UK Immigration Poll:
76% support non-EU migration limit; 34% think government has set one
60% think immigration has been bad for Britain
79% support ‘Go Home’ ad vans; only 17% think they will work
Most do not think Tory majority would mean tougher immigration policy
More than three quarters of voters support the idea of an annual limit on immigration from outside the EU, but only one third think the government has introduced such a limit, according to new research from Lord Ashcroft. The study includes the following findings:
While a majority supports each of the government ‘ s important policies on immigration, most do not know they have been introduced. 76% support an annual limit on non-EU migration; 34% think it has been imposed. 70% support a minimum earning threshold for anyone wishing to bring a spouse from outside Europe; 25% think one has been set. 81% support a minimum probationary period to deter sham marriages; 25% think one is in place.
60% say immigration has produced more disadvantages than advantages for Britain. 23% say they are about even, and 17% say the advantages outweigh the disadvantages. Immigrants “claiming benefits and using public services when they have contributed nothing in return” and “increasing pressure on schools and hospitals” are the biggest concerns. “Doing jobs that need doing but British people don’t want to do” and being “prepared to work harder for lower pay than British workers” are regarded as the main advantages.

Records taken from a dataset
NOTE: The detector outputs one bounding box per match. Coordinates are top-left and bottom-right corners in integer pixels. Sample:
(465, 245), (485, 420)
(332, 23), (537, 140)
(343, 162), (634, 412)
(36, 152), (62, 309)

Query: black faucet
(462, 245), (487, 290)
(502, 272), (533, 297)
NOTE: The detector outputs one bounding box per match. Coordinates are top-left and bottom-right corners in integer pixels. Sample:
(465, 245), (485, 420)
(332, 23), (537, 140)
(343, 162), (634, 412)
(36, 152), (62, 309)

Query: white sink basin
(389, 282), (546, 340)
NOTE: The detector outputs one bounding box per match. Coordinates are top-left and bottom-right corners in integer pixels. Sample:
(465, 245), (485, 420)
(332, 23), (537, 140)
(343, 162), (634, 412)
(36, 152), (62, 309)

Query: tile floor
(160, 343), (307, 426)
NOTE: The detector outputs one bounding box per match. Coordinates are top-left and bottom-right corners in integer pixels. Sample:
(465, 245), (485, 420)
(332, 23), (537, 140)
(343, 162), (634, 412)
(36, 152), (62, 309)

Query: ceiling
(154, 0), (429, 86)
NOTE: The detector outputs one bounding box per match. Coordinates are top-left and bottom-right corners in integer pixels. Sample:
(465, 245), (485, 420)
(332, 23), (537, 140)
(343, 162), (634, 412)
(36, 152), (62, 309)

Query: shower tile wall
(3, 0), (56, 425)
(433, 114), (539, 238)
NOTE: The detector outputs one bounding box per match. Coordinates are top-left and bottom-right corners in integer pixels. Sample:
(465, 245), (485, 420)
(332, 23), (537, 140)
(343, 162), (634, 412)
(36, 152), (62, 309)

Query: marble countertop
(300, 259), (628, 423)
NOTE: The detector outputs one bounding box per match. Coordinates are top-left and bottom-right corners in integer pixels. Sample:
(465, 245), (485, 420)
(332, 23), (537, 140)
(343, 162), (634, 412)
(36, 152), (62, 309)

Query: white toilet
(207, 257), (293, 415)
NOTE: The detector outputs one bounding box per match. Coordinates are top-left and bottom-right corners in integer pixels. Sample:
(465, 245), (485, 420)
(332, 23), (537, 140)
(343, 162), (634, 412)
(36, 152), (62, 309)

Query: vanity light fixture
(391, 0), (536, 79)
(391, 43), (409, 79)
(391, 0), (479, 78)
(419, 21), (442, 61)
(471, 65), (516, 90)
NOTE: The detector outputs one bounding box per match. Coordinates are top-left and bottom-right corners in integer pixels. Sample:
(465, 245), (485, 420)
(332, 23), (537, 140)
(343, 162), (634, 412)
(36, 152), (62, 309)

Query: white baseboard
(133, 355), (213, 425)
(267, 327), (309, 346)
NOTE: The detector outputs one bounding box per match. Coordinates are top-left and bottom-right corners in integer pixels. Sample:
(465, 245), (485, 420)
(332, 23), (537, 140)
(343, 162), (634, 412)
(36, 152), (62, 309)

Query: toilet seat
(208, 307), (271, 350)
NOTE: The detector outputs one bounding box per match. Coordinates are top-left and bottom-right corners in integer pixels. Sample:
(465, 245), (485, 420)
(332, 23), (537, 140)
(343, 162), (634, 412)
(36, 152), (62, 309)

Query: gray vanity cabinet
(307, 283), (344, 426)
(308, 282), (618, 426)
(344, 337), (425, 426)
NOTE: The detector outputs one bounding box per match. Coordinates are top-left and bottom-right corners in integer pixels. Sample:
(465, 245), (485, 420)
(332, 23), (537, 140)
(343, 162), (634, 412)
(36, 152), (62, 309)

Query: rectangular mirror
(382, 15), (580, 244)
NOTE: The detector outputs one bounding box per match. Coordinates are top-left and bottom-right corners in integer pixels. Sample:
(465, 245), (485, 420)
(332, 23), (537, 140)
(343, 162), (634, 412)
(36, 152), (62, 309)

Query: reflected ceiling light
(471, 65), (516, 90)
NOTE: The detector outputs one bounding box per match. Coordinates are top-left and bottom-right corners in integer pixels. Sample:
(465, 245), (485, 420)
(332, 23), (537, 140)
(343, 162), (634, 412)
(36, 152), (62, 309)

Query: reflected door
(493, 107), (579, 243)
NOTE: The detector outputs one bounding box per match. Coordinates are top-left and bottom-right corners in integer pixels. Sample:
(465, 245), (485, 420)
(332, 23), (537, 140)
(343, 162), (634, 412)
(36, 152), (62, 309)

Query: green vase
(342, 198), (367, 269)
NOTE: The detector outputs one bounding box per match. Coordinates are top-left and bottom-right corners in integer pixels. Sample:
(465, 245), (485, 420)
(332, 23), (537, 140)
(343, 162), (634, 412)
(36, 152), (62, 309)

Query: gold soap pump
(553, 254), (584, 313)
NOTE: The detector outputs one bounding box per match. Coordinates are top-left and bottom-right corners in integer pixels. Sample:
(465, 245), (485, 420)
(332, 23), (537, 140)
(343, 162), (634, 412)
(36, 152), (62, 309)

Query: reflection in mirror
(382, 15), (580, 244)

_Task instructions_.
a - Answer these questions using the UK immigration poll:
(i) What percentage support the ‘Go Home’ ad vans?
(ii) What percentage think a minimum earning threshold for bringing a spouse from outside Europe has been set?
(iii) What percentage say the advantages of immigration outweigh the disadvantages?
b - Duplicate the section of the UK immigration poll that opens with the words containing "60% say immigration" and closes with "the main advantages.".

_Solutions per task_.
a -
(i) 79%
(ii) 25%
(iii) 17%

b -
60% say immigration has produced more disadvantages than advantages for Britain. 23% say they are about even, and 17% say the advantages outweigh the disadvantages. Immigrants “claiming benefits and using public services when they have contributed nothing in return” and “increasing pressure on schools and hospitals” are the biggest concerns. “Doing jobs that need doing but British people don’t want to do” and being “prepared to work harder for lower pay than British workers” are regarded as the main advantages.